Required action:
Print each entry again exactly as written, and keep the pictures out.

#### Dataset entries ####

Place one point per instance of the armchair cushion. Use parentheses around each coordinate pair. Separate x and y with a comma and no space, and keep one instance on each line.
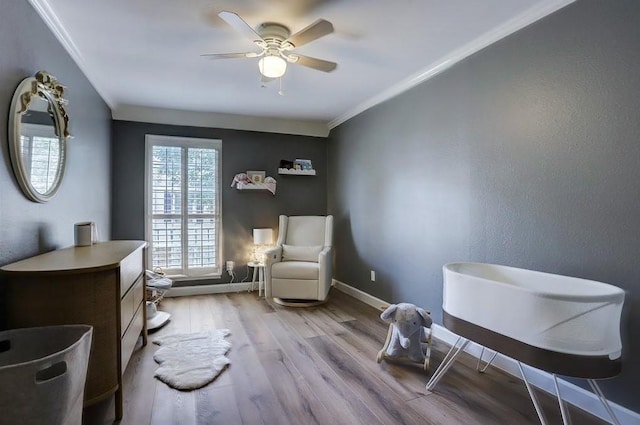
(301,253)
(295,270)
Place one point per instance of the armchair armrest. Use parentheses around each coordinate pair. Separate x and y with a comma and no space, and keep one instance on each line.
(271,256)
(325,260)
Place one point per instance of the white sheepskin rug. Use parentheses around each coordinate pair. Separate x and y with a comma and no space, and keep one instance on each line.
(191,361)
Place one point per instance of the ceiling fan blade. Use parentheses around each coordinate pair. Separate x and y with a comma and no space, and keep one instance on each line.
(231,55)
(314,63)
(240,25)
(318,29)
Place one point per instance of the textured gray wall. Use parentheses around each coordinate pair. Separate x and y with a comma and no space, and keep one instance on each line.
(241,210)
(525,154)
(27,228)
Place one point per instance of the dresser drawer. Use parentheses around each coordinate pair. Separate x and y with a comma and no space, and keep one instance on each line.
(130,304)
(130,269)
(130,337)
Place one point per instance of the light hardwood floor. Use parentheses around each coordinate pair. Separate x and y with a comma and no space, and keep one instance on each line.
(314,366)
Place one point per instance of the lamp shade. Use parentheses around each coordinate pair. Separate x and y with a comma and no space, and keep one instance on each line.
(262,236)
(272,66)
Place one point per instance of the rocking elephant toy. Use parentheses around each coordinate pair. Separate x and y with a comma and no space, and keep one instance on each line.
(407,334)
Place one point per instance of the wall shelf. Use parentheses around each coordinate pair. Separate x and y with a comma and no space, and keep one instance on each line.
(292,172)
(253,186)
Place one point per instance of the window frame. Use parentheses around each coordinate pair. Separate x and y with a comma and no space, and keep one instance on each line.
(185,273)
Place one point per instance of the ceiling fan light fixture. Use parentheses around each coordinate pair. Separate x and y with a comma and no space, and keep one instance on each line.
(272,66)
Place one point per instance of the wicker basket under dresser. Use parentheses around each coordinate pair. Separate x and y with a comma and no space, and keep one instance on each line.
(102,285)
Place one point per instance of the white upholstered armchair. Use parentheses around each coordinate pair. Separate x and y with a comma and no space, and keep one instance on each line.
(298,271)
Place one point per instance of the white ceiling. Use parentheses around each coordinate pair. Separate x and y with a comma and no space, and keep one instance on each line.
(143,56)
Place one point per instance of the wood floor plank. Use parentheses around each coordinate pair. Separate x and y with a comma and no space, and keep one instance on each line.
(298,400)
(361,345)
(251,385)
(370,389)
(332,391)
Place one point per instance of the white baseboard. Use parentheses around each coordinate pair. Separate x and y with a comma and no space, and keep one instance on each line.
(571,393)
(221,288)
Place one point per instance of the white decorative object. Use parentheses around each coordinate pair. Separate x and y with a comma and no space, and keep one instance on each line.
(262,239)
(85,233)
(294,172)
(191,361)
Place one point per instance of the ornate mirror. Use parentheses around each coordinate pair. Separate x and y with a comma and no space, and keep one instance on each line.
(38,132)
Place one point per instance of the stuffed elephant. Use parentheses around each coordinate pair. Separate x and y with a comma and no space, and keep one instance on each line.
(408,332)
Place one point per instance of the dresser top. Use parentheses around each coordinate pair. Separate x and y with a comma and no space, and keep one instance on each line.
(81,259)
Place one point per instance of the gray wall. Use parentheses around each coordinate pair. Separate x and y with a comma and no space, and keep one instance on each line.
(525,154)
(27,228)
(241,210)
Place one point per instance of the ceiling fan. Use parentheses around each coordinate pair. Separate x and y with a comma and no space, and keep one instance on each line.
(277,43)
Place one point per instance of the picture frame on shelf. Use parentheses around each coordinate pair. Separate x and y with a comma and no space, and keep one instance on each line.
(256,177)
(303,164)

####

Answer to the exercise:
Place one point per instance of the armchair cushion. Use parentheses around each coordinate pair. Separate x and y with a comma and no space, and keep one instance on each line.
(301,253)
(295,270)
Place one point per instance of the armchair armrest. Use parentheses around each coordinate pair. Separate x and y with a comma and no space, and keep one instance on each line.
(271,256)
(325,260)
Place one point per instance of the white sheepskin rug. Use parentheses around each coordinate pair. Separate x and y with a comma and no space, and keep one instance on each line.
(191,361)
Place one point per instance of the ceiling fan blade. Use parentheses around each coordinate pair. Separate x and y with a comma and no space, and keep one instance on each line.
(231,55)
(314,63)
(240,25)
(318,29)
Place one point per instance of the textured gray wall. Use parentheses around each coordinate pair. Separate x and y with a comma and no space, and keep one instance on each line.
(241,210)
(525,154)
(27,228)
Place one point per instance of the dresser drawer. Use parentheses around each coordinate pair. Separate x and y with a comma and no space, and keep one instance on each line.
(130,304)
(130,269)
(130,337)
Place one point per instance of the light hardwood floor. Use parentheses around each coordinate pair. Separate x and y with a comma and no space, and keep one instance on each line.
(314,366)
Place one point per instance of the lamp shade. Use parentheses around each coordinate pair. Separate x and y with a comma and no space, and keep one instance on each line.
(262,236)
(272,66)
Place one point per instance of the rocking elephant toy. Use parentheses around each coordinate pair. Separate x and y with a comma and no space, and keep one instance on each line.
(407,334)
Place one point per instance of the wall shelf. Use parentheses around each coordinate pair. Separate x and y with a comma and no space, and keep one instance on each line.
(292,172)
(253,186)
Place one point per instance of the window frame. Use parentheses around each coordinate pair. Separate x and y with a comma and no space, and keep one instance on each line.
(185,273)
Place one point per instance of the ceiling fan light fixture. Use parentheses around each coordinate pair. Separate x and y with a comma and no space, and keep one instance on each line.
(272,66)
Place one point per instance of the wicker basket under dresser. Use parentheses around each coordinate pair. Separate x and y with a comma and no space, and keep one instance on each line.
(102,285)
Place one point per instance of the white upholstered armchair. Use parentheses around each coordinate pair. Separate x and y with a comma and no space, and keep one instance on each line.
(298,271)
Place one point per instance of the white ceiling. Use parentheses around each coordinate pair. Separate x and y with a comma and no space, and keep one instance on each line.
(143,56)
Place one point per instance of the wood floor plank. Use parentheses around each coordinate pair. Separate x and y with a comma and no space, and keep one instance on each line.
(298,400)
(361,345)
(251,385)
(370,389)
(332,391)
Place one point per instance of the white baseboard. Use parentheses around each coordinate pair. Separate x and y with a comma and no space, and keep one instance on each line.
(571,393)
(221,288)
Place one point per instance of the white decorative object. Use parentheses around each coordinate pair. Separate x and y with a comma and no space, and keep one instance on each line.
(262,239)
(85,233)
(294,172)
(191,361)
Place one point per instance of the ornate mirror. Use parentheses around each coordinate pair. Separate x and y with a comma and no space, and keep one instance on each line.
(38,132)
Place one point per instance of the stuffed elephant. Use parentheses around each coordinate pair. Separate x and y with a comma and no space, and keep one instance on each line.
(408,332)
Place one point per instance of the dresser top. Use parentheses around each coordinate pair. Separate x and y with a comma and no space, and keep one instance on each line.
(81,259)
Place one point per instance of the gray wall. Use parentheses around each coordinate pair. Separate x and y with a comma and no space, and keep one instance on each line.
(525,154)
(27,228)
(241,210)
Place one point per instance of the ceiling fan. Use parentheses around each coordinate pair. Separate x and y with a comma and no space, and keep one instance on each line.
(277,43)
Place one point per instance of the picture frame on shelf. Use parentheses around each coordinate pair. Separate x and y with a comma and no space, and keep one instance on each line.
(256,177)
(303,164)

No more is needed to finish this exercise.